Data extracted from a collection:
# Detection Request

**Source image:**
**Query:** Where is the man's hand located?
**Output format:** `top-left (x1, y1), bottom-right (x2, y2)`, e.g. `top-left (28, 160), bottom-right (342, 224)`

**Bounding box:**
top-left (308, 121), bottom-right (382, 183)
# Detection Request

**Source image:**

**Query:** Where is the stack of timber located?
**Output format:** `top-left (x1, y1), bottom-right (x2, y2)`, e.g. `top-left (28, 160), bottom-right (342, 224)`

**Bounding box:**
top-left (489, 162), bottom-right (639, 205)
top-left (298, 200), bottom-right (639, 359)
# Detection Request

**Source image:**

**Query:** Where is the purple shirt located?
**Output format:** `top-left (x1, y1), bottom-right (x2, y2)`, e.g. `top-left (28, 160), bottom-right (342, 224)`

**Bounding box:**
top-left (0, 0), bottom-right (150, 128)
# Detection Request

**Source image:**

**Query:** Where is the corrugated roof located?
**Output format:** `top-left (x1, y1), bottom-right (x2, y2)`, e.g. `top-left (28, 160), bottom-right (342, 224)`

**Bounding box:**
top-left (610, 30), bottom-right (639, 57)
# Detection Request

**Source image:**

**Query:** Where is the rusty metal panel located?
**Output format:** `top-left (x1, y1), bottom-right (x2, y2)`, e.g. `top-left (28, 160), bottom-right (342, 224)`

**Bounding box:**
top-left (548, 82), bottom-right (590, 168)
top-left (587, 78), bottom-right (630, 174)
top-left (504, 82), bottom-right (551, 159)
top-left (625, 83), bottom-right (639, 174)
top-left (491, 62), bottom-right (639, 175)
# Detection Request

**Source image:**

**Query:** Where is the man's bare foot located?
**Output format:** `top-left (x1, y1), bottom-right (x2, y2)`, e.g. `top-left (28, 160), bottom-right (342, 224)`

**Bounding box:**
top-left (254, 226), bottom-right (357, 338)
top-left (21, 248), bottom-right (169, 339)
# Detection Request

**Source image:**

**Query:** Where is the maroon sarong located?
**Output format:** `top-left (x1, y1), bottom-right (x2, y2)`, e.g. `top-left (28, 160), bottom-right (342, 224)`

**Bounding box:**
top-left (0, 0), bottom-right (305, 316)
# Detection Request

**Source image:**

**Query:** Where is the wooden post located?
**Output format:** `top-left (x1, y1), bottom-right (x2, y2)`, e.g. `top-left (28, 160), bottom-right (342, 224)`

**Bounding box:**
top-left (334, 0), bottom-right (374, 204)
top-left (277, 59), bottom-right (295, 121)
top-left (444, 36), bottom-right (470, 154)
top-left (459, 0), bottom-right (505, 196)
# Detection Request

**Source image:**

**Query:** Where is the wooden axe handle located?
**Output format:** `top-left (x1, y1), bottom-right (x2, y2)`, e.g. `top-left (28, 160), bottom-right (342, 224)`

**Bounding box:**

Problem requirements:
Reproduce every line from the start of the entries through the line containing "top-left (298, 200), bottom-right (639, 359)", inclusive, with the requests included. Shift each bounding-box coordinate in the answers up by 80.

Response:
# Detection Request

**Source image:**
**Query:** Where is the man's hand located?
**Output format:** `top-left (x1, y1), bottom-right (x2, y2)`, e.g. `top-left (28, 160), bottom-right (342, 224)`

**Bounding box:**
top-left (388, 201), bottom-right (462, 263)
# Detection Request

**Source image:**

**Query:** Where is the stack of timber located?
**Output format:** `top-left (x1, y1), bottom-right (x2, y2)`, e.g. `top-left (28, 160), bottom-right (342, 224)`

**Bounding box:**
top-left (569, 242), bottom-right (719, 285)
top-left (378, 280), bottom-right (719, 439)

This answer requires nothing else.